→ Task statement: Return, word for word, the lines of the listing below from the one with "the specified shoreline" through the one with "the specified ocean", and no other lines.

→ Exercise material:
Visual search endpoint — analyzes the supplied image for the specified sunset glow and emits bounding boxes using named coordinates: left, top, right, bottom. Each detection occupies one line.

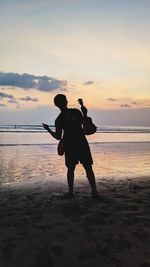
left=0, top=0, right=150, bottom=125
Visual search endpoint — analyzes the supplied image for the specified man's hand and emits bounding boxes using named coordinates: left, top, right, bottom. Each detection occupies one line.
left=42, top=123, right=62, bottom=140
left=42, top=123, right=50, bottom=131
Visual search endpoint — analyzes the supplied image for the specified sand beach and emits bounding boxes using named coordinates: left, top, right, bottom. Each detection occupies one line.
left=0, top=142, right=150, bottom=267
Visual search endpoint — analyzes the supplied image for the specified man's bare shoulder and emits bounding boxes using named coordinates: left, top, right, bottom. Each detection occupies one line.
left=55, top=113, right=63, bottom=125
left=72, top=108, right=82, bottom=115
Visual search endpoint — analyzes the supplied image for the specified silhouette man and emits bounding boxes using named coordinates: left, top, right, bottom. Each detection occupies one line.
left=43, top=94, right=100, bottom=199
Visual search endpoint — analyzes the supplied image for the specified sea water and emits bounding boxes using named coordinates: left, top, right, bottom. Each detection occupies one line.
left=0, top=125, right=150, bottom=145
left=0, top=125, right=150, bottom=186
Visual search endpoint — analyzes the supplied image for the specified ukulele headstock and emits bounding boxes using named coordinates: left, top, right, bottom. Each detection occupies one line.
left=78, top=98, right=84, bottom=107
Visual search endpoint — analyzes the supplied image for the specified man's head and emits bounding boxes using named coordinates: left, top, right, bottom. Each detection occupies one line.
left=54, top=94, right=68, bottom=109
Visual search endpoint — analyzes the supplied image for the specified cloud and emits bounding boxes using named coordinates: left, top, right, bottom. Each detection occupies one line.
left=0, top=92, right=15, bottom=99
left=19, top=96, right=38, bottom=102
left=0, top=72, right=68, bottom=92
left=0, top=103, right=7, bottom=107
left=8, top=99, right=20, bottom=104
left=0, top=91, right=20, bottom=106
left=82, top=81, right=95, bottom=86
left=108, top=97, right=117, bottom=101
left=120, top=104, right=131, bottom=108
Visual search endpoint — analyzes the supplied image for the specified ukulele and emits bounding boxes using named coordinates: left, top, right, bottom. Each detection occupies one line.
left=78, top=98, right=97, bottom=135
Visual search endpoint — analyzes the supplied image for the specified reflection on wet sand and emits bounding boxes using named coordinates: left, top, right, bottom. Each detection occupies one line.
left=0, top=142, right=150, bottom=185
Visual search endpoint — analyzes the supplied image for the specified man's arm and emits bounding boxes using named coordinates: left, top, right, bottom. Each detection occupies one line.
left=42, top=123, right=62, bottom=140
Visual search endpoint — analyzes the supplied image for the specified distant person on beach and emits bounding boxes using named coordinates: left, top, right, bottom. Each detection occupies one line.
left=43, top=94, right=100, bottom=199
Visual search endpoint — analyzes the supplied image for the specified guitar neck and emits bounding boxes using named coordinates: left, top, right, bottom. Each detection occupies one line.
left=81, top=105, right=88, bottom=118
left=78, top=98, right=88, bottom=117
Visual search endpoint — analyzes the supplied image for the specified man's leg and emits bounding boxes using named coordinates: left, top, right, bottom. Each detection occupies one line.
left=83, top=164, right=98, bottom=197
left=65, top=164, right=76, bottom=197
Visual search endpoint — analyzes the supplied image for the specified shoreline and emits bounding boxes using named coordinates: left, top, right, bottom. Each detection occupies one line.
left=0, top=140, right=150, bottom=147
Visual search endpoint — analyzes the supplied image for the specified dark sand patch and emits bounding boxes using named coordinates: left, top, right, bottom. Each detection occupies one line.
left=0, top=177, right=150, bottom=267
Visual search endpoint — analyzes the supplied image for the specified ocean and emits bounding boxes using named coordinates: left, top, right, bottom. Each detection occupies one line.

...

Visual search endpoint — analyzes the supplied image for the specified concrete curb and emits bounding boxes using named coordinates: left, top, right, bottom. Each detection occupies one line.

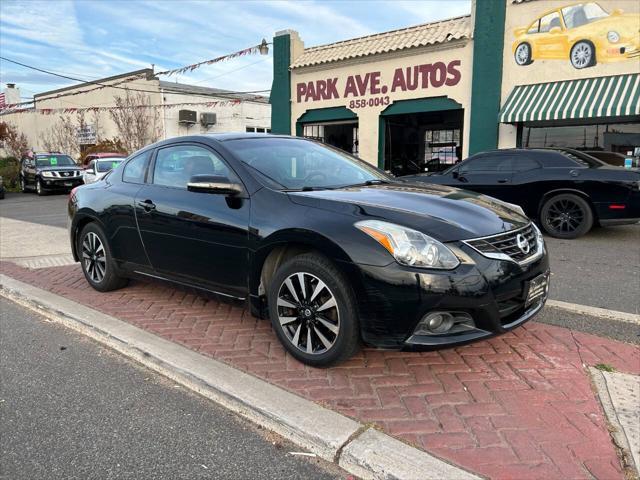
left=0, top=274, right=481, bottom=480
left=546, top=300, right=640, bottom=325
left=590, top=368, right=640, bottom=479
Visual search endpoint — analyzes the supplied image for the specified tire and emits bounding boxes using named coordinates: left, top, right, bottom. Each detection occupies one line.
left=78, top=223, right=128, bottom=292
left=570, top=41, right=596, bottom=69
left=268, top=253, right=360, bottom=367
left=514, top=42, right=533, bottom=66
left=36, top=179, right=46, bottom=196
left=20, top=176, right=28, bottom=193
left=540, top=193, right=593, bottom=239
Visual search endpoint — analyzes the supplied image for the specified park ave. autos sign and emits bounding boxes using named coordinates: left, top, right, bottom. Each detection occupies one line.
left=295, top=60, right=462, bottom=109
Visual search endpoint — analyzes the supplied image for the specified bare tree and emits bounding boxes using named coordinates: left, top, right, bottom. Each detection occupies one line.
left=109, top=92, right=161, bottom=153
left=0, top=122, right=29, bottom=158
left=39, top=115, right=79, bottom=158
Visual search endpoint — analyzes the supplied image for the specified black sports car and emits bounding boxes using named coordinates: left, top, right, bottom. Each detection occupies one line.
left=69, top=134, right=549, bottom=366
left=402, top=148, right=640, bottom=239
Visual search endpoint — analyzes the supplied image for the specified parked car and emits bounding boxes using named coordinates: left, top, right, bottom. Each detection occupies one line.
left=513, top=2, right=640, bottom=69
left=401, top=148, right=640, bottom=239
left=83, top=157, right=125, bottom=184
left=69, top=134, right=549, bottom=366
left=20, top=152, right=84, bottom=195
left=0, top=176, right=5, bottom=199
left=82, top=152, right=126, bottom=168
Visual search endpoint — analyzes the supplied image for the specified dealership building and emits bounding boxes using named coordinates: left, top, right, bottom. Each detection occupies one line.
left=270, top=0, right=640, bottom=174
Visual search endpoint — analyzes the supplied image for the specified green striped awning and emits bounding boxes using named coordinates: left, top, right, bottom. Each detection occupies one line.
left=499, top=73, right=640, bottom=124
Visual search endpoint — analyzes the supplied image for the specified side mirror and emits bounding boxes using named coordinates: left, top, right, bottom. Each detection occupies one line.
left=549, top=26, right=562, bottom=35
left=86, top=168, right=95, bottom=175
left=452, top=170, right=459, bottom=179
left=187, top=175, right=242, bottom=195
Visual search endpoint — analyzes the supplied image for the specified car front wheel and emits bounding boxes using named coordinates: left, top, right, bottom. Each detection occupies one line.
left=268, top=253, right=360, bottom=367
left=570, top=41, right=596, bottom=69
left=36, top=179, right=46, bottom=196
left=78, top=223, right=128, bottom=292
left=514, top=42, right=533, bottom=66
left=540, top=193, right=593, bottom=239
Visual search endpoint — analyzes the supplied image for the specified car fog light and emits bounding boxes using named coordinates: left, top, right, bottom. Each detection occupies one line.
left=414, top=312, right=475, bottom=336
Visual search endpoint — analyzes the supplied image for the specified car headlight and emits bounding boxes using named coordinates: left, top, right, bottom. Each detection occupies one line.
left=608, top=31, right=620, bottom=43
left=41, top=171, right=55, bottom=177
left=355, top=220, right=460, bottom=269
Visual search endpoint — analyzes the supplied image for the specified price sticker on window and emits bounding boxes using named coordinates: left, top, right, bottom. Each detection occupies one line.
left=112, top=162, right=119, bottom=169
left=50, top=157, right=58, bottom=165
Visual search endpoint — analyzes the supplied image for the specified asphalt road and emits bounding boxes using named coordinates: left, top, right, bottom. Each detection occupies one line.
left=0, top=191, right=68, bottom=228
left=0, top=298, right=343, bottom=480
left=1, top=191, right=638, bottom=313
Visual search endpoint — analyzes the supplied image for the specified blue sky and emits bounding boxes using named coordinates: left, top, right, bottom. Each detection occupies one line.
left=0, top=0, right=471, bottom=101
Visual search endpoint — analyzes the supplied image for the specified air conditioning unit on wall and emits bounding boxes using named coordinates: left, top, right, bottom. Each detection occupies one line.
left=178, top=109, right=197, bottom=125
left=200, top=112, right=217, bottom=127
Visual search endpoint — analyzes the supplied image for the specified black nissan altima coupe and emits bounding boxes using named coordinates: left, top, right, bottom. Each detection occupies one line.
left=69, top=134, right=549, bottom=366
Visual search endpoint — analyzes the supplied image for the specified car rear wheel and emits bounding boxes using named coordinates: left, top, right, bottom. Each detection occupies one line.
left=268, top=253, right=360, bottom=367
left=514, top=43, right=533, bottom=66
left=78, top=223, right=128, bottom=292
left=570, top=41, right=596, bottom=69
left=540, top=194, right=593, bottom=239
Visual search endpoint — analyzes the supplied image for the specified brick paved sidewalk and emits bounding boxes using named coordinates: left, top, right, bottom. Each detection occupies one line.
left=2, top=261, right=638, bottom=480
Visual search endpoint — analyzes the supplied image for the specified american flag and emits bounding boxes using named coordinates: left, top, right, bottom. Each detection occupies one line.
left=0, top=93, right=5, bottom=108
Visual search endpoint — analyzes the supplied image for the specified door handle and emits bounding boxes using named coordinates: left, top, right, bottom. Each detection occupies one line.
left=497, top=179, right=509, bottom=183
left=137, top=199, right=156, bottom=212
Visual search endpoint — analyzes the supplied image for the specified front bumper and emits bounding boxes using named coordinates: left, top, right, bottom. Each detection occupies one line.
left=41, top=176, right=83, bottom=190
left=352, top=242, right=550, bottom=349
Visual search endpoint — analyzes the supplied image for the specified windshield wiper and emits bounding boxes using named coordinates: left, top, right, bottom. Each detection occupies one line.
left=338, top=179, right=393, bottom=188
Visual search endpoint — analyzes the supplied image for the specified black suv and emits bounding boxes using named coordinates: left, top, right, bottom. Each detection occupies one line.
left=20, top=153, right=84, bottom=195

* * *

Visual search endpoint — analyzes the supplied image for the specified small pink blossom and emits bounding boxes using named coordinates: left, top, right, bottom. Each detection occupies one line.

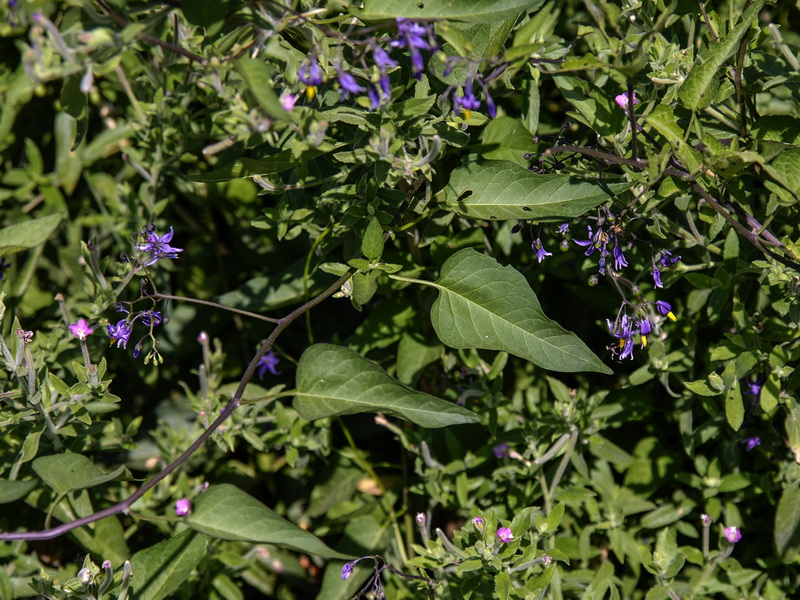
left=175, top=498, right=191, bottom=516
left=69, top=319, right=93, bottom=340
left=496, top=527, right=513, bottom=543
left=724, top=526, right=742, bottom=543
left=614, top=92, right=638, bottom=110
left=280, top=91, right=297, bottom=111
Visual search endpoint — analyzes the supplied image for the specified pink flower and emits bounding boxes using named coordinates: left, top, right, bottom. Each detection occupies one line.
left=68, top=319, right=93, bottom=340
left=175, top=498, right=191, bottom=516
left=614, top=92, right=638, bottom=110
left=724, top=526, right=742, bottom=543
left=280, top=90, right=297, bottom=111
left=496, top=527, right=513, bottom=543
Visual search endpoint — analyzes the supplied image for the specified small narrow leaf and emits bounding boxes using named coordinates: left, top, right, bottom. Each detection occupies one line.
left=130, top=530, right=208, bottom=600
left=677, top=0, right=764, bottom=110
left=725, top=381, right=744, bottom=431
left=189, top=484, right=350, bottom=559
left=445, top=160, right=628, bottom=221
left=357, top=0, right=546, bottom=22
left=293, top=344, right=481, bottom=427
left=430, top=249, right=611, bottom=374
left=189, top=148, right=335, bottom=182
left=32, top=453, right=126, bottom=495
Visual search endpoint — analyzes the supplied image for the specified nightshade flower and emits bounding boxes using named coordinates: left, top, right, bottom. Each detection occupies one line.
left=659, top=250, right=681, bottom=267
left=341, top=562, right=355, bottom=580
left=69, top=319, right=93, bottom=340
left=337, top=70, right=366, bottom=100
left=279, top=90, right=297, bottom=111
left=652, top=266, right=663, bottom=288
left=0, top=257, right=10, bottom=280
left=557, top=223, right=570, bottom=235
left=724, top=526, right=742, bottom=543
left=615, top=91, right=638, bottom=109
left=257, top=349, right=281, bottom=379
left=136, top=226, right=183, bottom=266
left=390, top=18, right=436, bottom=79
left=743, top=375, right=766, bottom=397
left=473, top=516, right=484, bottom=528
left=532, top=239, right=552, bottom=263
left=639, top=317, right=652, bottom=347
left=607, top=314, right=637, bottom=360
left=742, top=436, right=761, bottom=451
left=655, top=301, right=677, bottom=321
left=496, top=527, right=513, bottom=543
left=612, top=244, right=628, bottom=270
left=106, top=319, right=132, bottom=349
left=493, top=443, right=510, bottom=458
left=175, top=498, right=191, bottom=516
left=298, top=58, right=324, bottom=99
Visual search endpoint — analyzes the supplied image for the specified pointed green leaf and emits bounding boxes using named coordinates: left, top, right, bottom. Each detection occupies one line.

→ Result:
Visual search endpoint — analyzes the supplied image for the specified shoreline and emits bounding boxes using named coordinates: left, top, right, bottom. Each detection occupies one line.
left=0, top=140, right=150, bottom=147
Visual search endpoint — analyzes the supplied image for the specified dark sand patch and emits bounding boxes using named coordinates: left, top, right, bottom. Each detection occupies one line.
left=0, top=177, right=150, bottom=267
Visual search endpoint — analyzes the supplied image for the specified ocean and emits bounding boxes using named coordinates: left, top, right, bottom. Each detection occupies one line.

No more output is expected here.